Entries provided:
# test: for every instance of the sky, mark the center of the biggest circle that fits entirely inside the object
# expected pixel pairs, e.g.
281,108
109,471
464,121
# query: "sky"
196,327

Your goal:
Repeat all the entries exactly as given.

Worked answer:
# test: for every instance of the sky, mark the center of the biggest circle that fits entirely inside the object
# expected pixel pairs, e.g.
281,108
109,471
464,121
# query: "sky"
196,327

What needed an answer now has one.